Когда восстание имело еще некоторый успех, христиане Палестины жестоко страдали за отказ признать Баркохбу25. Меры Адриана, после подавления мятежа (138 г.), произвели важную перемену в положении церкви Иерусалимской. Желая видимо отделиться от иудеев, большинство ее членов оставили Моисеевы обычаи, которых они держались дотоле; они в первый раз выбрали себе епископа из обращенных язычников и стали сообразоваться с порядками языческих церквей. На этих условиях им позволено было жить в Элии, причем те из собратьев, которые еще явственно держались иудейского христианства, удалились в Пеллу и другие места за Иорданом, где их отцы некогда нашли себе убежище во время осады Иерусалима Титом26.

Глава 3. Царствования Антонинов (138–180 гг.)

Христианство при Антонине Пие – Иустин Философ – Его апологетические произведения – Марк Аврелий – Громоносный легион – Мученичество Иустина – Пасхальный вопрос и св. Поликарп – Мученичество св. Поликарпа – Мученики лионские и вьеннские – Цельс – Полемика с язычниками

Указы последних двух императоров не мало сделали для защиты христиан, и их положение еще более улучшилось в течение мирного царствования 138–161 гг. старшего Антонина.

→ Поставленная задача A: Определите, согласуются ли с отрывком об истории христианской церкви следующие утверждения: (i) после подавления мятежа члены Иерусалимской церкви впервые выбрали епископа из обращенных язычников; (ii) сохранявшие иудейское христианство остались жить в Элии; (iii) старший Антонин царствовал в 138–161 гг. Для каждого ответьте «да» или «нет» и приведите решающие слова отрывка в точных кавычках.
→ Поставленная задача B: Допишите отрывок о положении христиан при Антонинах, начав сразу после его последней фразы.

→ Предоставленные данные:
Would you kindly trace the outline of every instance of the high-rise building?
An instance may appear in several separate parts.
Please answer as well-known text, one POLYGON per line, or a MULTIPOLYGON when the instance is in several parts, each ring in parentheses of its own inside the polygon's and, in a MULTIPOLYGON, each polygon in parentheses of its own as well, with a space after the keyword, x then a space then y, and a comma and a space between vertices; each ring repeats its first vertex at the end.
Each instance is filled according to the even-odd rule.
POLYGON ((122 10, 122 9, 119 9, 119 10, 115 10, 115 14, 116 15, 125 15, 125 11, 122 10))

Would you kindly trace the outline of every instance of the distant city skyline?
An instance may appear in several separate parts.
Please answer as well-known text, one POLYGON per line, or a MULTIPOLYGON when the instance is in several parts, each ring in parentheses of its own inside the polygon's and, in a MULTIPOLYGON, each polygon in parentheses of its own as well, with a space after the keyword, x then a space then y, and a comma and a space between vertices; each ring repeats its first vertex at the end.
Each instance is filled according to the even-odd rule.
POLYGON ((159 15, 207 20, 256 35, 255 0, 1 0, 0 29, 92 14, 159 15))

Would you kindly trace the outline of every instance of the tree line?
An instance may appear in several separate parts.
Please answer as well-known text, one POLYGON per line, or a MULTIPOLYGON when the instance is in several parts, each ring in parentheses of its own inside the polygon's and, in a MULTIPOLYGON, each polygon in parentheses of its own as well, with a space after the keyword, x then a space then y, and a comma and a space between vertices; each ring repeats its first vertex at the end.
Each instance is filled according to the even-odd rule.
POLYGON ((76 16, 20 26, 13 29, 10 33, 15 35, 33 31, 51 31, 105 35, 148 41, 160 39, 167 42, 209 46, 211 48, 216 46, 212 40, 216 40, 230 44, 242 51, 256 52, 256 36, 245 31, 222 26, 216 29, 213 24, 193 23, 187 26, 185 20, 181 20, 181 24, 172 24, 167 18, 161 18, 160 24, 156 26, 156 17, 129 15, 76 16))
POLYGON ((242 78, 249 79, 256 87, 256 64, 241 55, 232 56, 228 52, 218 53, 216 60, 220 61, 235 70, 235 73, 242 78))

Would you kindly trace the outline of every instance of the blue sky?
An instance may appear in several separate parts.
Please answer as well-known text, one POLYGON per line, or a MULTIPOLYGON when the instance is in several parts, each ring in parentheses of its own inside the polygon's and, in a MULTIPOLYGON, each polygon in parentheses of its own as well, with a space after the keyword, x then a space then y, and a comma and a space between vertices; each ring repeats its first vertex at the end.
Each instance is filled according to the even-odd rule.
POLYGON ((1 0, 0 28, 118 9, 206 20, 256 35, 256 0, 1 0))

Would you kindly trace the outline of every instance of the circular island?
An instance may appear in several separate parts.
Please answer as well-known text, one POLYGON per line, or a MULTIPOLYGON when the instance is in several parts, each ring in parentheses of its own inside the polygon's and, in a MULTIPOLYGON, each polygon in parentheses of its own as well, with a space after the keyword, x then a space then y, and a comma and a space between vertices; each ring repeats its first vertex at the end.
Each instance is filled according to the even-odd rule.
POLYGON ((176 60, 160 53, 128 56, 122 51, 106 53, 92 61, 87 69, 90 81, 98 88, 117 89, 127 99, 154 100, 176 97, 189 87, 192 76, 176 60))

→ Итоговый ответ A:
(i) Да: «они в первый раз выбрали себе епископа из обращенных язычников».
(ii) Нет: «те из собратьев, которые еще явственно держались иудейского христианства, удалились в Пеллу и другие места за Иорданом».
(iii) Да: «в течение мирного царствования 138–161 гг. старшего Антонина».

→ Итоговый ответ B:
Так как правители провинции вообще отказывались преследовать за исповедание Евангелия, как преступление само по себе, враги христианства теперь прибегли к обвинению их в безбожии, – обвинению, которое, по-видимому, возникло из того обстоятельства, что христиане не имели обычных внешних принадлежностей богослужения – храмов и жертвенников, изображений и жертвоприношений. Обычай приписывать им все общественные бедствия и требовать их крови и умилостивление оскорбленных богов еще продолжался: власти различных городов в Греции просили указания императора касательно того, как им действовать впоследствии. Антонин написал в ответ, подтверждая указ Адриана, что христиан не должно наказывать, если только они не повинны в преступлениях против государства27. Другой документ28, в котором, излагается, будто бы император повелевал правителям Азии предавать смерти всех тех, кто стал бы оскорблять христиан вследствие их религии, теперь вообще признается подложным29.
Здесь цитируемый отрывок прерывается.